*Problem description*: Select from the records below every line that has the word "curly" in it.

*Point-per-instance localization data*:
__________________________________________________

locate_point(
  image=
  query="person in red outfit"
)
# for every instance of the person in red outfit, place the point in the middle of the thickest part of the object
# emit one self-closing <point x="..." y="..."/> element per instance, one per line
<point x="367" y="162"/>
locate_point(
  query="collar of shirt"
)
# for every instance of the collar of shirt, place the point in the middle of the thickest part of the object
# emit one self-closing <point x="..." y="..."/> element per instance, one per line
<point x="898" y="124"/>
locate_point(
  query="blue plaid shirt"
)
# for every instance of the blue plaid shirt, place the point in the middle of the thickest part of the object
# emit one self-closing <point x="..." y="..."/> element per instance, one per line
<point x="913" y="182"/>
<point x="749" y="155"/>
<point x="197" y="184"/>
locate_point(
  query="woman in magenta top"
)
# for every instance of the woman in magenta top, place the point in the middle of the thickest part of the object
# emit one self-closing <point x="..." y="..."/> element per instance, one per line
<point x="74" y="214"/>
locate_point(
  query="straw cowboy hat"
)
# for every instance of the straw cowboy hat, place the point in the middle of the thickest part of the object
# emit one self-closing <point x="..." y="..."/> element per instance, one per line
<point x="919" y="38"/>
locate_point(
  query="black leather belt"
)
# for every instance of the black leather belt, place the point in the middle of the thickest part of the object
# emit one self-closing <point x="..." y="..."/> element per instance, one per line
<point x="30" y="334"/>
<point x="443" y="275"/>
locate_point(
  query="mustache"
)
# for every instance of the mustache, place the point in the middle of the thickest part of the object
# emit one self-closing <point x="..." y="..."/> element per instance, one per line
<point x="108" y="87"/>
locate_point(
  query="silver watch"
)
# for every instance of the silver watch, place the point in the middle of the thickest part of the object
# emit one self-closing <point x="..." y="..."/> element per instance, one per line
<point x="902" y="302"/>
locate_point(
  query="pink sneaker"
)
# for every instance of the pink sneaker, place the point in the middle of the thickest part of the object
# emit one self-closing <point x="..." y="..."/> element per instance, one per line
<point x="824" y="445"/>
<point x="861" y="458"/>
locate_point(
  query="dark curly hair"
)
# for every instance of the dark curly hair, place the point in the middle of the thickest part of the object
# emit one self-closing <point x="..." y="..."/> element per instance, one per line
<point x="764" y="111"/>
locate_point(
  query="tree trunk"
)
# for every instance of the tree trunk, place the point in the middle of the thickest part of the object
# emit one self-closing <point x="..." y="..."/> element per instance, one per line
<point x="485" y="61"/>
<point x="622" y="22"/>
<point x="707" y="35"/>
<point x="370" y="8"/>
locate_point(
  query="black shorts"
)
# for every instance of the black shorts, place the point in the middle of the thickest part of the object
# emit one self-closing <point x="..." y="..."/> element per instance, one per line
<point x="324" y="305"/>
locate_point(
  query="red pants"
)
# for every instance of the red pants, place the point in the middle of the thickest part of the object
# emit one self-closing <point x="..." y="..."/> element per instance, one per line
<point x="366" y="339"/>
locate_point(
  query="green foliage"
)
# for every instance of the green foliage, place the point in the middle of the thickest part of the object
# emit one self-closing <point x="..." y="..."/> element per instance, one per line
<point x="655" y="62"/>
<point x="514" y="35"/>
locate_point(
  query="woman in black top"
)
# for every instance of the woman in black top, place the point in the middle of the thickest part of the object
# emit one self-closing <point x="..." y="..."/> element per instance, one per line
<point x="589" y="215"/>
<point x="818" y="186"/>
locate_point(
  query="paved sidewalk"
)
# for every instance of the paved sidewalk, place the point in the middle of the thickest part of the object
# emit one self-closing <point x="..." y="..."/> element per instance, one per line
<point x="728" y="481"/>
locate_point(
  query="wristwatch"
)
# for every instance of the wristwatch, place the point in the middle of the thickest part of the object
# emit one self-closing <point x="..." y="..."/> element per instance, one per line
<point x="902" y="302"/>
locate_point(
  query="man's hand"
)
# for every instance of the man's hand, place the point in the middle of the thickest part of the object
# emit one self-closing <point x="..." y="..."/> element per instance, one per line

__________________________________________________

*Reply to the task*:
  query="dark curly hair"
# for every instance of the dark curly hair, place the point in the middle of the thickest part of the object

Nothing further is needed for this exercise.